| Challenge |
Take the line that contains "Teacher note: have the class pick out the bare" and each line after it in the material below, and transcribe them exactly, stopping at the end.

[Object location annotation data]
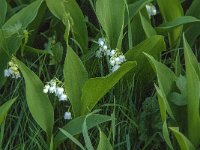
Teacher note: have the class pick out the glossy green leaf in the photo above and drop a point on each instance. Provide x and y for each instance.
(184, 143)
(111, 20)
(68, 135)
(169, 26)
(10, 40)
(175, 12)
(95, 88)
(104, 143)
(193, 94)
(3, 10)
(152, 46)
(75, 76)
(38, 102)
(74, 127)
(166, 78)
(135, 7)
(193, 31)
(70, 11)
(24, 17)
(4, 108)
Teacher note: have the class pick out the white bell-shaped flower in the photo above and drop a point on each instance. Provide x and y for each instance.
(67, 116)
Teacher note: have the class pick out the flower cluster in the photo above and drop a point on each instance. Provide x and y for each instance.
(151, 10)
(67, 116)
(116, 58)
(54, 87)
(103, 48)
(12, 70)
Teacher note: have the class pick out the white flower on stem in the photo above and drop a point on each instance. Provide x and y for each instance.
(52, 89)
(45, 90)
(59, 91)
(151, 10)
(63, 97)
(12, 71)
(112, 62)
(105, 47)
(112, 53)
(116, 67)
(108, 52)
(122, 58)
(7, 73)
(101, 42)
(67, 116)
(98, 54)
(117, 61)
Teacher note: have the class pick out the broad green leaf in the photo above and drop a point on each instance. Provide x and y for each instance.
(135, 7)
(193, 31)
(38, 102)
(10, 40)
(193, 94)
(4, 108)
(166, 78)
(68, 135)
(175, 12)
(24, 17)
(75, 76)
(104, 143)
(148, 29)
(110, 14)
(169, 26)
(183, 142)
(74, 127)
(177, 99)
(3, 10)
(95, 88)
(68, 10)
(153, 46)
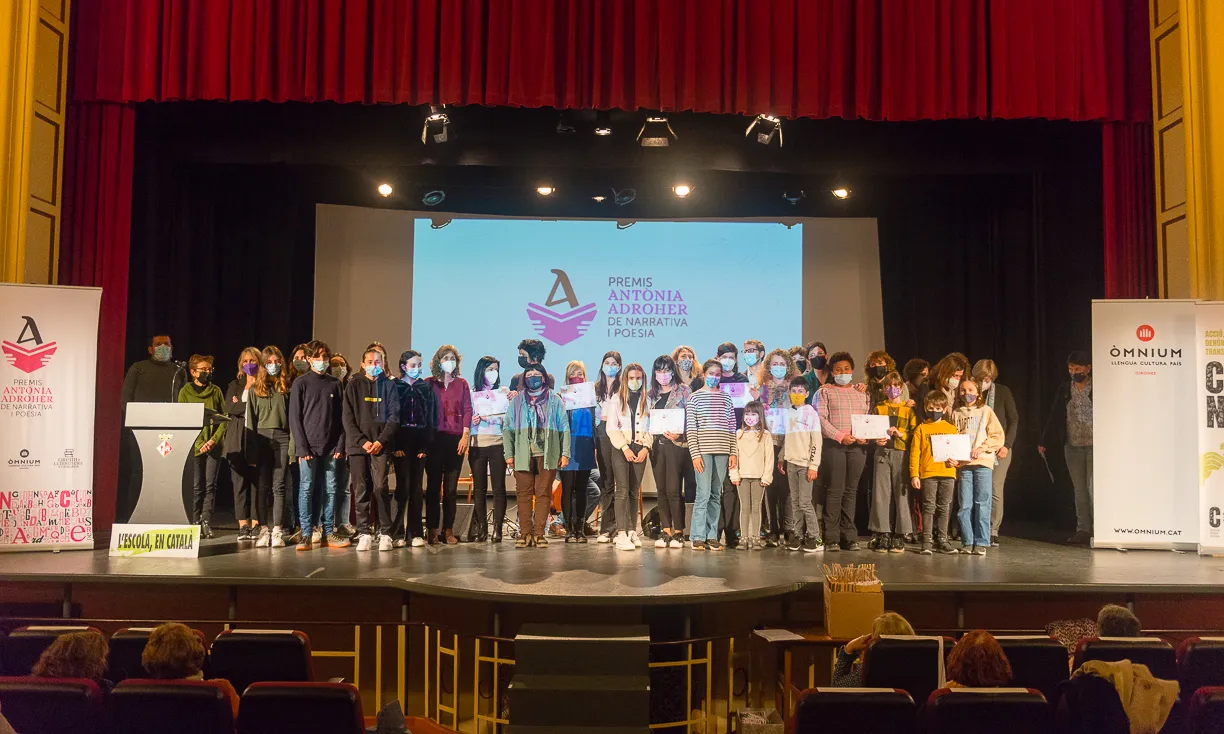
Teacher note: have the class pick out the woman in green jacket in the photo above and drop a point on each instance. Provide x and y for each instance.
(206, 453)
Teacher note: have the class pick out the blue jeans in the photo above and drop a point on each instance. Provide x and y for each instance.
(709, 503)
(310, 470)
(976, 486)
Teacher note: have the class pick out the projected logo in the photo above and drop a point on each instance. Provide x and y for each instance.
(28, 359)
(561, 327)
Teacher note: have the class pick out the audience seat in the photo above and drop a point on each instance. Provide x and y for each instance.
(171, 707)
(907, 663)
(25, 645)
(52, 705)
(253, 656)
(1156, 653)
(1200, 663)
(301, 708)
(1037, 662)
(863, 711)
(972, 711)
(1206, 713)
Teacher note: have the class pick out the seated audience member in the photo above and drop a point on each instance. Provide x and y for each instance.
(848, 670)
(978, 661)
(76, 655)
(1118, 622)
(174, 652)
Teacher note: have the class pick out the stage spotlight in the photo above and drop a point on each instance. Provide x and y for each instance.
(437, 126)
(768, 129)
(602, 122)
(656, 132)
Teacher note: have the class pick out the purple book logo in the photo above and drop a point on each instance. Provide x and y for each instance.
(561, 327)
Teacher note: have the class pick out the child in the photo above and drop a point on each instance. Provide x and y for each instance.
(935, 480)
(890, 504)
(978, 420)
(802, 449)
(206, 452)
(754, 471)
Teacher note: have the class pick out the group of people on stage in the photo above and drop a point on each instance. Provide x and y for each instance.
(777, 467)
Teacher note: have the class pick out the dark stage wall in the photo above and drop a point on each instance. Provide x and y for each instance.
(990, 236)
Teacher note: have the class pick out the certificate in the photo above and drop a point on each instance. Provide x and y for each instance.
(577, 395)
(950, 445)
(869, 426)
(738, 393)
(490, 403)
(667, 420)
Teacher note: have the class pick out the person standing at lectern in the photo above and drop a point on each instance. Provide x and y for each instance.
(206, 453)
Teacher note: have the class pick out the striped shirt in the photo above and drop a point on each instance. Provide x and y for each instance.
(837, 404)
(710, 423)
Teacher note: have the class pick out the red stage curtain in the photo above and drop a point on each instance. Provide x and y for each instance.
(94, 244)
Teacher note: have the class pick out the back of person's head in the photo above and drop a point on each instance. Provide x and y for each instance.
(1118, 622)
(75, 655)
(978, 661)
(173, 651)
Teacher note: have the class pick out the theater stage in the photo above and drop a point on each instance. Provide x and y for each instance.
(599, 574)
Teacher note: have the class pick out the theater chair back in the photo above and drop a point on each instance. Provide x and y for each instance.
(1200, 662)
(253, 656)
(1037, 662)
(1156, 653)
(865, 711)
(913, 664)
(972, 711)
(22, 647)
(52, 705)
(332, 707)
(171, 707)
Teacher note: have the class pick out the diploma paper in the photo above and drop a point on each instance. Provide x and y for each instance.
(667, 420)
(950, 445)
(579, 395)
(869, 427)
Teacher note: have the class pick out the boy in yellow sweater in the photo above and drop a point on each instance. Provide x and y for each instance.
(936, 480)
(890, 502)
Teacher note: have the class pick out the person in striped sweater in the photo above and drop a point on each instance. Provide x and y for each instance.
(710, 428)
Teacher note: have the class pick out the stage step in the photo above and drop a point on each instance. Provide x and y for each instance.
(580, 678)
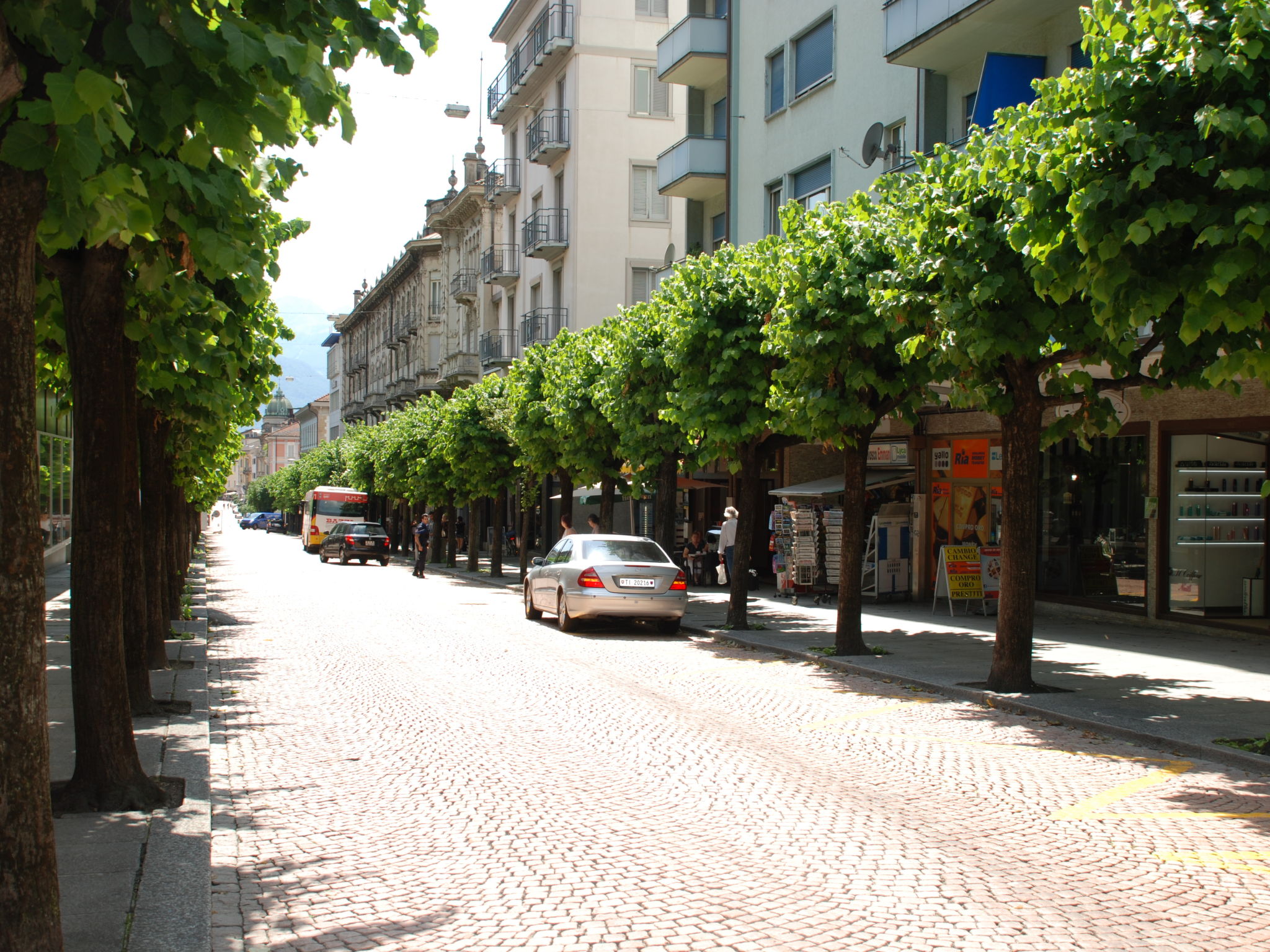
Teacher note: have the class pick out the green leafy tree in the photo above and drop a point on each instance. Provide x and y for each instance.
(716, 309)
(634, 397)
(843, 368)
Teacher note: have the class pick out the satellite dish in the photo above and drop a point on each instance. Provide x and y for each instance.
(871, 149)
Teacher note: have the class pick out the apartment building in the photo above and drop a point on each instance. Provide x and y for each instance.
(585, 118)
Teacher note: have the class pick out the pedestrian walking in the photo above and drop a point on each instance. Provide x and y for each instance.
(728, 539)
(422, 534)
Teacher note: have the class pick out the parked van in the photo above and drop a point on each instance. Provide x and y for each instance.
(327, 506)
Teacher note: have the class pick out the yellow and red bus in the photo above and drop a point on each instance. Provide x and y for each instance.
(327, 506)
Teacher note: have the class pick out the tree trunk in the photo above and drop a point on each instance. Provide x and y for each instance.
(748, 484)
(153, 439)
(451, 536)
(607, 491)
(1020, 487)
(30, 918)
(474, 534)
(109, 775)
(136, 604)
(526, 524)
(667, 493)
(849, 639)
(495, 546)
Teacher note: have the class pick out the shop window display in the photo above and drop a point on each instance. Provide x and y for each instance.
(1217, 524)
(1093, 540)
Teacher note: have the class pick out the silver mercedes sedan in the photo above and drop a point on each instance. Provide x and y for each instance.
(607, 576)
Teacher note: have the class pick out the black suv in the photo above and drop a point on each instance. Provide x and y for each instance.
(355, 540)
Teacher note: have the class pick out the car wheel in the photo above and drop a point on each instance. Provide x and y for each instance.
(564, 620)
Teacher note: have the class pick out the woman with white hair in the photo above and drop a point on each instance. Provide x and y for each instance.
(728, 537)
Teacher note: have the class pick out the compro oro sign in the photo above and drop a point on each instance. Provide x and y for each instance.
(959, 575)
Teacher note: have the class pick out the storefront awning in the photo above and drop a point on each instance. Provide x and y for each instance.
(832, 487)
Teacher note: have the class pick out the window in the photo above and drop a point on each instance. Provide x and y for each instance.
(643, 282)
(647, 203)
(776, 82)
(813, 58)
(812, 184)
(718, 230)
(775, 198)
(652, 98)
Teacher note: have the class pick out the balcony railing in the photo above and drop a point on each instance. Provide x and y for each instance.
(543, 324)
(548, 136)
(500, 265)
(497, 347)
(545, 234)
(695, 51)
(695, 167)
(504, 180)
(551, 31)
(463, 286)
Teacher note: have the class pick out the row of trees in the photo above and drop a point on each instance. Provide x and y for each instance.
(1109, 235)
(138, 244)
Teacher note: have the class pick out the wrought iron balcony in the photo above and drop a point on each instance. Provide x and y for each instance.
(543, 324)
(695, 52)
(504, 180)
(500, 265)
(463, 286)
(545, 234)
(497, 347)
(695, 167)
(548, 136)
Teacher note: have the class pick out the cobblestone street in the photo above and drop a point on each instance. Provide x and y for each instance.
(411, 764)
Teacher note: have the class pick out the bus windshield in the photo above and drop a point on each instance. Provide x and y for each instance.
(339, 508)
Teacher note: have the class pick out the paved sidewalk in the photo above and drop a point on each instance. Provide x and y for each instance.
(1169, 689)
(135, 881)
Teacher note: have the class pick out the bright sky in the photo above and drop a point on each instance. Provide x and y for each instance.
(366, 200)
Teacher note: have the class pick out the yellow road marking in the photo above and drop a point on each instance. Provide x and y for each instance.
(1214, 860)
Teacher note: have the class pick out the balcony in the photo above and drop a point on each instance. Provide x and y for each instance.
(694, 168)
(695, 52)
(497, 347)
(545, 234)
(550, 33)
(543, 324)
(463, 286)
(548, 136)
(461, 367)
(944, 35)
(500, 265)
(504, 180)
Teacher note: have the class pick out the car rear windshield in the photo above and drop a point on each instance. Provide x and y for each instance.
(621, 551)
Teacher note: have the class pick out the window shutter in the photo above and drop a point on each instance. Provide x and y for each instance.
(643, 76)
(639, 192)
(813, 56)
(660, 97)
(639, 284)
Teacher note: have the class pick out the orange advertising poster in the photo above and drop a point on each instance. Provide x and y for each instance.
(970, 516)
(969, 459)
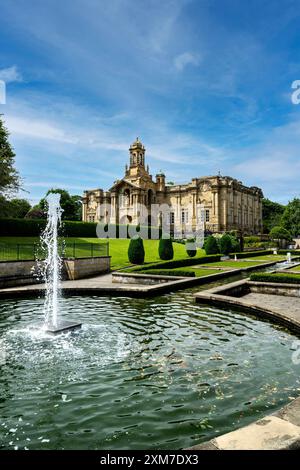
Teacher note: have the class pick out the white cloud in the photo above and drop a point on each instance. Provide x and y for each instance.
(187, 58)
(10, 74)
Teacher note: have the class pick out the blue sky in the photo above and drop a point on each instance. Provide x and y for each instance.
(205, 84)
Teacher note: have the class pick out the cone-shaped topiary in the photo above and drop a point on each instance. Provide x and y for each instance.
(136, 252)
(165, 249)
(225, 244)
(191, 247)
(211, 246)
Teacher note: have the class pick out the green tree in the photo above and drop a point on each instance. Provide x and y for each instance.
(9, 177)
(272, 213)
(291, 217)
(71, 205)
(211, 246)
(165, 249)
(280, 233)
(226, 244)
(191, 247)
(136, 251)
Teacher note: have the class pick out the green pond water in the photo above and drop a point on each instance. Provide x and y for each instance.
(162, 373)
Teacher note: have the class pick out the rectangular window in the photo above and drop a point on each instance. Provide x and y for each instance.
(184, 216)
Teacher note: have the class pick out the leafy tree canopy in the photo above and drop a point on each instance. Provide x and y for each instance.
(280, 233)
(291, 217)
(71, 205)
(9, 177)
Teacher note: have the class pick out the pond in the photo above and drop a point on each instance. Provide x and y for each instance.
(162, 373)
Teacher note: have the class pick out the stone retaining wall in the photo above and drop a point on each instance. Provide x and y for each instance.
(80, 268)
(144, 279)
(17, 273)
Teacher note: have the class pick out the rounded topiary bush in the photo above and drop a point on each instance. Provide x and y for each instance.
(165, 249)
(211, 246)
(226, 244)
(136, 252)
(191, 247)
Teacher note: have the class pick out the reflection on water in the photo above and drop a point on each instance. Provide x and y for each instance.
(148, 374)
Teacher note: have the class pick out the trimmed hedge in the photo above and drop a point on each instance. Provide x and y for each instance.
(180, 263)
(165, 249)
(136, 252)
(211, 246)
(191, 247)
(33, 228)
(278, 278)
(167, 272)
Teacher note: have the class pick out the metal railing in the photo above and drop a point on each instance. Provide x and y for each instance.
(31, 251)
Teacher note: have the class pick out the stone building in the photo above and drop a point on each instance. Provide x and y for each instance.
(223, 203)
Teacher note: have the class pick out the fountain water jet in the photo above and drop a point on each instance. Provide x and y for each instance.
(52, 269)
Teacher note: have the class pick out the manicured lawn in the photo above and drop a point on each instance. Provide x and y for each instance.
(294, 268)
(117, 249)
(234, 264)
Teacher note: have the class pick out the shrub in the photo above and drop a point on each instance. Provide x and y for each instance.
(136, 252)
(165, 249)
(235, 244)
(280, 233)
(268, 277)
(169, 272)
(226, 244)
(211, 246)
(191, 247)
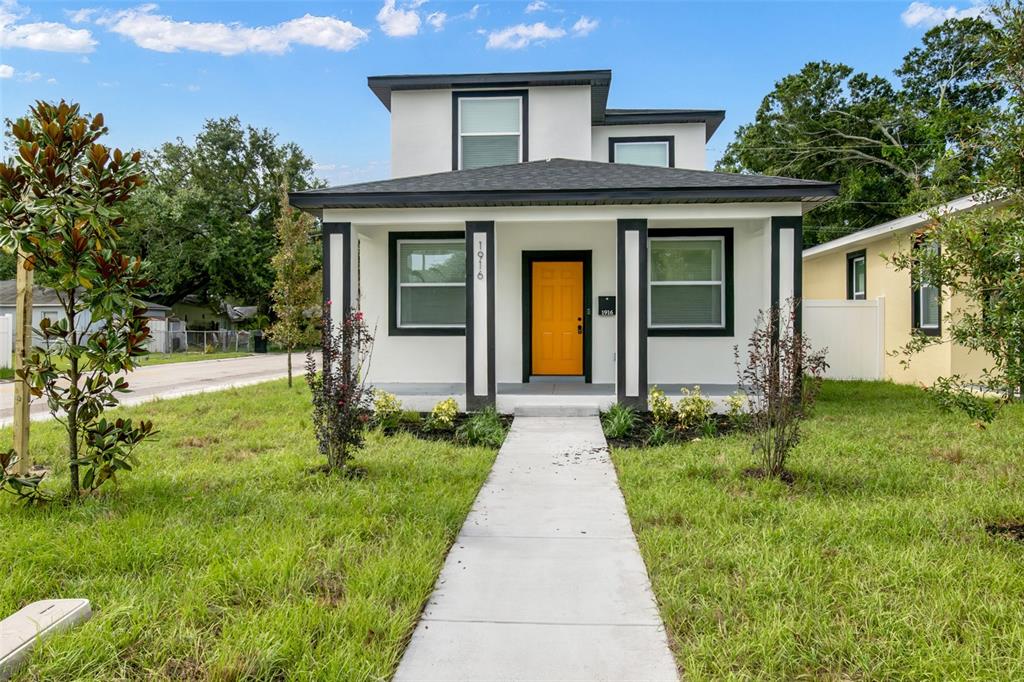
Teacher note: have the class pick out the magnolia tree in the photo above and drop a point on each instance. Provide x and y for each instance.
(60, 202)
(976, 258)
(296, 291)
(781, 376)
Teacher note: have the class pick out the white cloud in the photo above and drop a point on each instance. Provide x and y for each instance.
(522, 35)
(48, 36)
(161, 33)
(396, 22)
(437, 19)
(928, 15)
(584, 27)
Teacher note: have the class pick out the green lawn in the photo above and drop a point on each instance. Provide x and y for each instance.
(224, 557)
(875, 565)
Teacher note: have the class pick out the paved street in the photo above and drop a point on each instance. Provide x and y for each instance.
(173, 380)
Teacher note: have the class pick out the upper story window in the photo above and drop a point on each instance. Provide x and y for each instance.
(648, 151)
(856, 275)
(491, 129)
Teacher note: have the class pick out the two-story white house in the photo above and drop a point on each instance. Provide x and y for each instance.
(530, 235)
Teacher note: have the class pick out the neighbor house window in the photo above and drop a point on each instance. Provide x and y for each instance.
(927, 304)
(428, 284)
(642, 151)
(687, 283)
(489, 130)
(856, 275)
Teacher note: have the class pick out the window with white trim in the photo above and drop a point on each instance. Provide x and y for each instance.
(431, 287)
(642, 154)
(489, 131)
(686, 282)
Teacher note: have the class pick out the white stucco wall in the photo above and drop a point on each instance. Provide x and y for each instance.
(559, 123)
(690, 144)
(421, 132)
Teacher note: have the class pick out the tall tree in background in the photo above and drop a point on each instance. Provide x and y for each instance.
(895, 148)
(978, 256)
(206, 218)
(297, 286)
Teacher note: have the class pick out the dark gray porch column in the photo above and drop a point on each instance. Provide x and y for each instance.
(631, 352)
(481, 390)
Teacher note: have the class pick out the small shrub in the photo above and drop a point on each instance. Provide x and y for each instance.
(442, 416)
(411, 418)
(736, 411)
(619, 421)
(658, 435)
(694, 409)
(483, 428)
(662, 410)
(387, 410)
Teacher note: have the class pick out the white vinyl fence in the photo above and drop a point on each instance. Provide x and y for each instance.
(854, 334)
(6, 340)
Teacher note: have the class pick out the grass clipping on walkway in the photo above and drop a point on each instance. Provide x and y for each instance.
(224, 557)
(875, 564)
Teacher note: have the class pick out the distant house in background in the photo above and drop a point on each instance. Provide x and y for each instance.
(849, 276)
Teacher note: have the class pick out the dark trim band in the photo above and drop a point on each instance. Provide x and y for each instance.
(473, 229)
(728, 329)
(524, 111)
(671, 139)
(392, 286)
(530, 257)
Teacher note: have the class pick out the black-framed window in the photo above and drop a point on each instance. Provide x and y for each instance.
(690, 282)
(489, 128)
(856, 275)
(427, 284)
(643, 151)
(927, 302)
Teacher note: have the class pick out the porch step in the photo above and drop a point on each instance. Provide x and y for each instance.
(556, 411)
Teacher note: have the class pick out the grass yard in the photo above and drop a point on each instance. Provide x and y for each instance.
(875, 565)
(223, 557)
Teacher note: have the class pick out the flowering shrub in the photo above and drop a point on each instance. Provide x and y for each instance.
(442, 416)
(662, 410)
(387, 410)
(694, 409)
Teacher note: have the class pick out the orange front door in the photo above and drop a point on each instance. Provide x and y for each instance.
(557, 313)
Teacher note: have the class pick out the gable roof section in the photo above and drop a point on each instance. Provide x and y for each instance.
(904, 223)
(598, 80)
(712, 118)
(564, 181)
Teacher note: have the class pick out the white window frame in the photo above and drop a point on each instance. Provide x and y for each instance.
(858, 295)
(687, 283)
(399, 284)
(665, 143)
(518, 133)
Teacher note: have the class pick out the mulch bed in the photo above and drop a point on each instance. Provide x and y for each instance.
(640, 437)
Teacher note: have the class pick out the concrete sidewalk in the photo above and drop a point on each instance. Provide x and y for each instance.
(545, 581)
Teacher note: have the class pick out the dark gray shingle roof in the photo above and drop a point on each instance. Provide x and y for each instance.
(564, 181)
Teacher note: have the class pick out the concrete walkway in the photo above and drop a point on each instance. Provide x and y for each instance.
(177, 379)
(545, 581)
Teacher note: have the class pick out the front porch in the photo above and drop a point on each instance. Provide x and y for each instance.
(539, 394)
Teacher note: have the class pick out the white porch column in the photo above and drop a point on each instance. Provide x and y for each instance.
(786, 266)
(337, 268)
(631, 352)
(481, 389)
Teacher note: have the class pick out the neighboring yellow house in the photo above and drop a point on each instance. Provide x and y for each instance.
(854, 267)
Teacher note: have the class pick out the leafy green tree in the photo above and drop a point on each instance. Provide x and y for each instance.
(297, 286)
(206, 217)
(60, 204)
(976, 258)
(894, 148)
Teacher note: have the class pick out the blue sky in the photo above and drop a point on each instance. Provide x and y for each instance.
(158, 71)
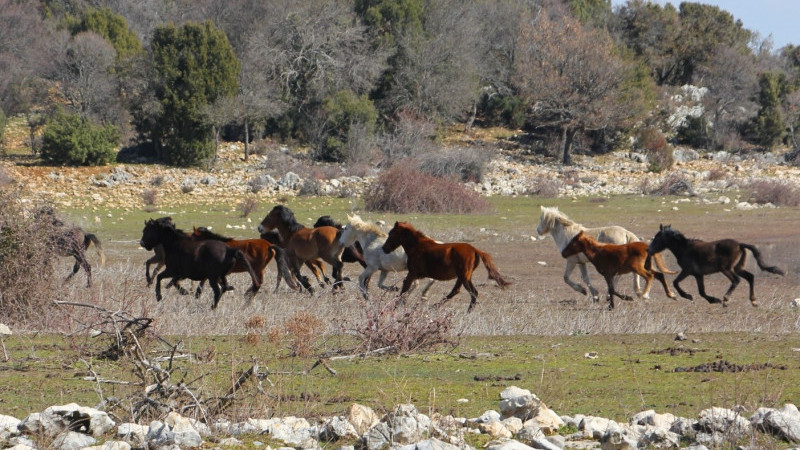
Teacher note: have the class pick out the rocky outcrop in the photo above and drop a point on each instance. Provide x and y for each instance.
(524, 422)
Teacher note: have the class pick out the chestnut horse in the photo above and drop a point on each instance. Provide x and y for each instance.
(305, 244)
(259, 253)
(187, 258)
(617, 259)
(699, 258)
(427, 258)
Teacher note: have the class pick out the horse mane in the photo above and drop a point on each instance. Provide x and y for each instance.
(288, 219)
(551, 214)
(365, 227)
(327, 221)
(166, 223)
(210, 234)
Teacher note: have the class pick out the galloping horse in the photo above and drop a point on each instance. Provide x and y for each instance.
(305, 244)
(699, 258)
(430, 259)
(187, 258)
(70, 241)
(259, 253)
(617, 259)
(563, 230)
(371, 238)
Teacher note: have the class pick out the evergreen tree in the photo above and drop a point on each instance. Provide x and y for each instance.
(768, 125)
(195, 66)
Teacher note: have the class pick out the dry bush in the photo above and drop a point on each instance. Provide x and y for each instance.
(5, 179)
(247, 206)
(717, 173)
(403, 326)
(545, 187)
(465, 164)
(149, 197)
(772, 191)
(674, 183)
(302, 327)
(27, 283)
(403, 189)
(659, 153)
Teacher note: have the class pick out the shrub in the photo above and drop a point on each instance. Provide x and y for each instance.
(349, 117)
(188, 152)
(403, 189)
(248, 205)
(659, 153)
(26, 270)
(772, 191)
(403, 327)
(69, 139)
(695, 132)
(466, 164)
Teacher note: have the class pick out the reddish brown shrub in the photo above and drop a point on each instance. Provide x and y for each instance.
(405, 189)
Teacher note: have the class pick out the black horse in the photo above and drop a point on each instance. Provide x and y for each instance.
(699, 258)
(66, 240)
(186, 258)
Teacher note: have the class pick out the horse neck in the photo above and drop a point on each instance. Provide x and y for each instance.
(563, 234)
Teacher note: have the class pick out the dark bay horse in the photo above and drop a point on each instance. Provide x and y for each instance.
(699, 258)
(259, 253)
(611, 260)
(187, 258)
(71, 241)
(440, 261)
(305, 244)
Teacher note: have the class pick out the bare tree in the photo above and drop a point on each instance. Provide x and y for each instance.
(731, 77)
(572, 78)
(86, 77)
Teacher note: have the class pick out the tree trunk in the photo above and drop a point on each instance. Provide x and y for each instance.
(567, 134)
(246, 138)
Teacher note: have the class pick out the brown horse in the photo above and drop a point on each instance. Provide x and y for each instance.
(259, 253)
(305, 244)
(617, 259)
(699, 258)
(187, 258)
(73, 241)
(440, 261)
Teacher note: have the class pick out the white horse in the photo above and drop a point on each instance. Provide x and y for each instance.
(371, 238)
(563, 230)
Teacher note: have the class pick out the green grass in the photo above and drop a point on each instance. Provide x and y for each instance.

| Result of the task |
Teacher note: have the class pick out the bare tree in the photo above and drop a point on each instance. Provide x and y for each instance.
(731, 77)
(572, 78)
(86, 77)
Teacher note: have the class pick out the tree trunk in the photo above and drop a point on each instance. Provide x and y for each instance.
(567, 134)
(246, 138)
Teacher note: have the class pick out the brown horse in the photo above and drop a point on each instance. Provide x and y for each instance.
(259, 253)
(305, 244)
(617, 259)
(699, 258)
(187, 258)
(73, 241)
(440, 261)
Teacher note: have the class pick out the white horse in the photo above and drop a point on each instance. Provide x and y for each instance.
(371, 238)
(563, 230)
Teacher note: have the class pick out the green grass in the photo above and drop a point on each instance. Provide x and y for each instance.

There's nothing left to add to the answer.